[Given request] Can you write out all of the records below line for line, without changing a single character?

[Data lines]

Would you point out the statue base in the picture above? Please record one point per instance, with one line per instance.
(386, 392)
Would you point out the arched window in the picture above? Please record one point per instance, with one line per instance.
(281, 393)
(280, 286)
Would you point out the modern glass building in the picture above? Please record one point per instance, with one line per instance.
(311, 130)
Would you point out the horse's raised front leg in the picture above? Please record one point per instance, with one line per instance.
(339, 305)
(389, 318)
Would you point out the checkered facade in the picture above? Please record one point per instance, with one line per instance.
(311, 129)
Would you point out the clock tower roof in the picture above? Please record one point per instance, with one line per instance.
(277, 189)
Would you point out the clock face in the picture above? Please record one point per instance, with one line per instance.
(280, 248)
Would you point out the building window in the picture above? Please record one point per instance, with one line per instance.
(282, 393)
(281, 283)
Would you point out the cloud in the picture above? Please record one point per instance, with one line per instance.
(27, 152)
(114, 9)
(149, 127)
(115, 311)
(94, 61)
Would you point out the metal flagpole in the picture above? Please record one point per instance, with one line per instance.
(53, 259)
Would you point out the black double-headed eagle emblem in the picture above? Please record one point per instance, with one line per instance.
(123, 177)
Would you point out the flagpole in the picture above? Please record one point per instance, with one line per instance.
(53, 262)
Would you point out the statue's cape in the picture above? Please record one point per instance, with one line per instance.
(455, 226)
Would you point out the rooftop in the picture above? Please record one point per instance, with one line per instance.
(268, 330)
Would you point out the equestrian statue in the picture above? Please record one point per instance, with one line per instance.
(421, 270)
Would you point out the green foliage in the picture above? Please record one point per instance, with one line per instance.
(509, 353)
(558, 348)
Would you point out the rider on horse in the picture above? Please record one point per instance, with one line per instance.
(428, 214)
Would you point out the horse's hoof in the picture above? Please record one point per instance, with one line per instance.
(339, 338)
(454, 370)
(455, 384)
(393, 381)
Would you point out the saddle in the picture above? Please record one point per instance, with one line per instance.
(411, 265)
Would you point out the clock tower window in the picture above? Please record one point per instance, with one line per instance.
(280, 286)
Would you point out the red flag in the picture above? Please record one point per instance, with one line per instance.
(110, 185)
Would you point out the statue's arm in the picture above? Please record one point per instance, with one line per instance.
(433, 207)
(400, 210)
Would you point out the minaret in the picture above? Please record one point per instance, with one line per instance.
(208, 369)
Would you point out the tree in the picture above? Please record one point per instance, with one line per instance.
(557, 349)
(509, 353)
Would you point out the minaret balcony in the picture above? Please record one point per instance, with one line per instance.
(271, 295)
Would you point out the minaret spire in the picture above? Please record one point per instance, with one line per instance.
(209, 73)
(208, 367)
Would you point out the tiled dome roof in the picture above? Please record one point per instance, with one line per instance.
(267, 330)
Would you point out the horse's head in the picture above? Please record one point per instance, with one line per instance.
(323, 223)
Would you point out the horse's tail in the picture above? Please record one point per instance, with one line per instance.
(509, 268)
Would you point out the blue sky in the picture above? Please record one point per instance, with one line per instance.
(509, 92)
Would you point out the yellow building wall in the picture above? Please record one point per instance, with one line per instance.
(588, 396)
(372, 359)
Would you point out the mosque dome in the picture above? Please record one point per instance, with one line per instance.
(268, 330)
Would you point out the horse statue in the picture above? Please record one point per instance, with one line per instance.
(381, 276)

[Full solution]
Would you point out the statue base in the picture above? Please record one point per instance, with one line per instance.
(386, 392)
Would you point out the arched window in the picture above? Please record one point per instance, with one line per instance.
(281, 393)
(280, 286)
Would you point out the modern glass building in the picture above? Please record one point per instance, with one line per instance.
(311, 130)
Would you point out the horse's raised front leg in the picture above? Please record one point per instance, with one line per instance.
(339, 305)
(389, 318)
Would you point out the checkered facade in the picture above? Please record one point per instance, with one line per instance.
(311, 129)
Would you point out the clock tower roof in the picture above? Please record one point per instance, with one line per instance.
(277, 189)
Would you point out the clock face in the picture above? Please record one point per instance, with one line per instance.
(280, 248)
Would you point out the building window in the picture above? Please record one point per instance, with one line per instance.
(282, 393)
(281, 283)
Would you point out the cloud in the picture above? Please record one point per instance, with one line per instance.
(27, 152)
(114, 9)
(149, 127)
(115, 311)
(94, 61)
Would you point out the metal flagpole in the picture above? Please record one point per instance, with one line per instance.
(53, 259)
Would you point out the black double-headed eagle emblem in the picture above? Please record one point per instance, with one line per instance.
(123, 177)
Would you point out the flagpole in the picture above? Please record one point per instance, with one line per instance.
(53, 262)
Would you point out the statue's cape in the picture above? Please record one point per instance, with one line per instance.
(455, 226)
Would you point out the rooftop in the picture above? Please record one point per instance, with one line per instance.
(268, 330)
Would you point out the equestrian statue in the picture above? Please record one point per instance, with one line per instance.
(421, 270)
Would you point out the green foliage in the picture above? Please record one point per instance, with one line per instance.
(509, 353)
(558, 348)
Would you point out the rider on horse in the picture above? Please record one point per instance, with one line per instance.
(428, 214)
Would you point out the horse's hoof in the picture above? Please record one point per instance, with one line per instance.
(339, 338)
(454, 370)
(455, 384)
(393, 381)
Would you point out the saddle in the picture above? Please record one point per instance, with one line per instance.
(411, 265)
Would you point out the clock tower window in the picture above? Please record one point per instance, with one line per instance.
(280, 286)
Would you point out the red flag in the picture above? Please record one point per instance, with one line per instance.
(110, 185)
Would you point out the statue's arm in the picture above? Please record one point per instance, with one line per instance.
(433, 207)
(400, 210)
Would you point out the minaret in the picture above? Please record one point per instance, with one line per instance.
(208, 369)
Would you point out the tree in the picture above? Please record one point per instance, with one line per instance.
(557, 349)
(509, 353)
Would you point out the minaret balcony in the picture above? Please record one point per instance, with one line per instance.
(271, 295)
Would you point out the minaret spire in the picture above? Please record one point per instance, with one line per instance.
(209, 73)
(208, 367)
Would you point out the tiled dome roof in the picture above? Please record one point per instance, with one line per instance.
(267, 330)
Would you point out the horse's head in the picture above? Please record one point per instance, with one line per instance.
(323, 223)
Would you point out the horse's tail in the picture above? Please record one point per instance, with one line per instance.
(509, 268)
Would you point out the blue sky in the picture above? Please record one point per instance, with one line per instance.
(509, 92)
Would you point out the yellow building wall in the picture above? Please record one point per instance, with one line per instance.
(588, 396)
(372, 359)
Would you point out the mosque dome in the picture above? Please record one point per instance, with one line per instance.
(268, 330)
Would you point out the horse statue in the picture above? Please record one point per instance, with one line per instance.
(381, 276)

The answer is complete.